### REQUIRED WORK
Reproduce every line of the entries below, requests included, multiplying each bounding-box coordinate in the answers by 2.15 and rounding to the nearest whole number, with halves rounded up. Keep the numbers in the requests and their format samples as they are, and leave the pictures out.

### THE RECORDS
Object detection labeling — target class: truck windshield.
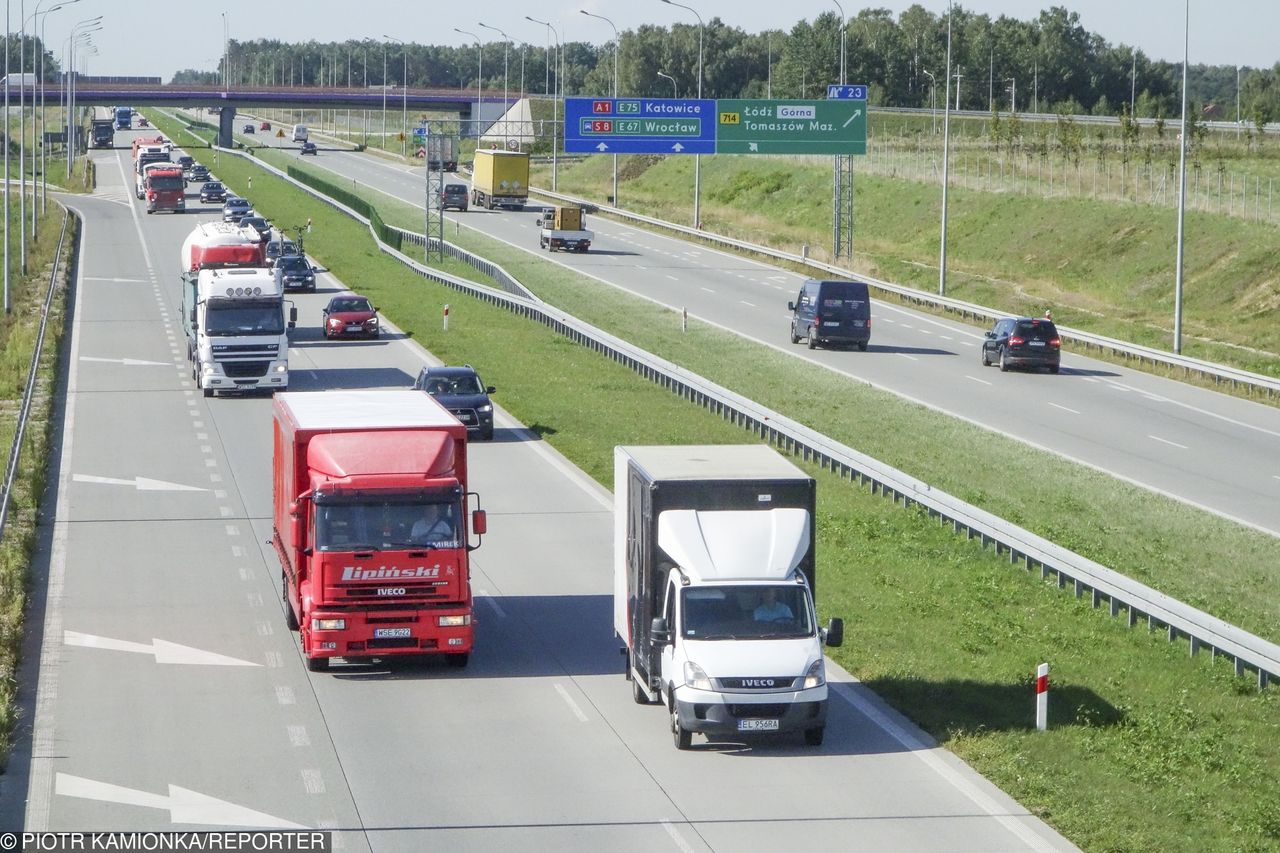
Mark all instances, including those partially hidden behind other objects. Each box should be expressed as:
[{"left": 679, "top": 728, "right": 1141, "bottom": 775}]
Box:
[
  {"left": 205, "top": 300, "right": 284, "bottom": 337},
  {"left": 316, "top": 497, "right": 462, "bottom": 551},
  {"left": 681, "top": 584, "right": 814, "bottom": 640}
]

### REPLY
Object detection labeling — target class: truck windshield.
Mark all instances, including those partially hidden behind other objects. Each box should be expressed as:
[{"left": 679, "top": 728, "right": 1141, "bottom": 775}]
Box:
[
  {"left": 441, "top": 645, "right": 611, "bottom": 725},
  {"left": 679, "top": 1069, "right": 993, "bottom": 1185},
  {"left": 1464, "top": 1256, "right": 1750, "bottom": 1376}
]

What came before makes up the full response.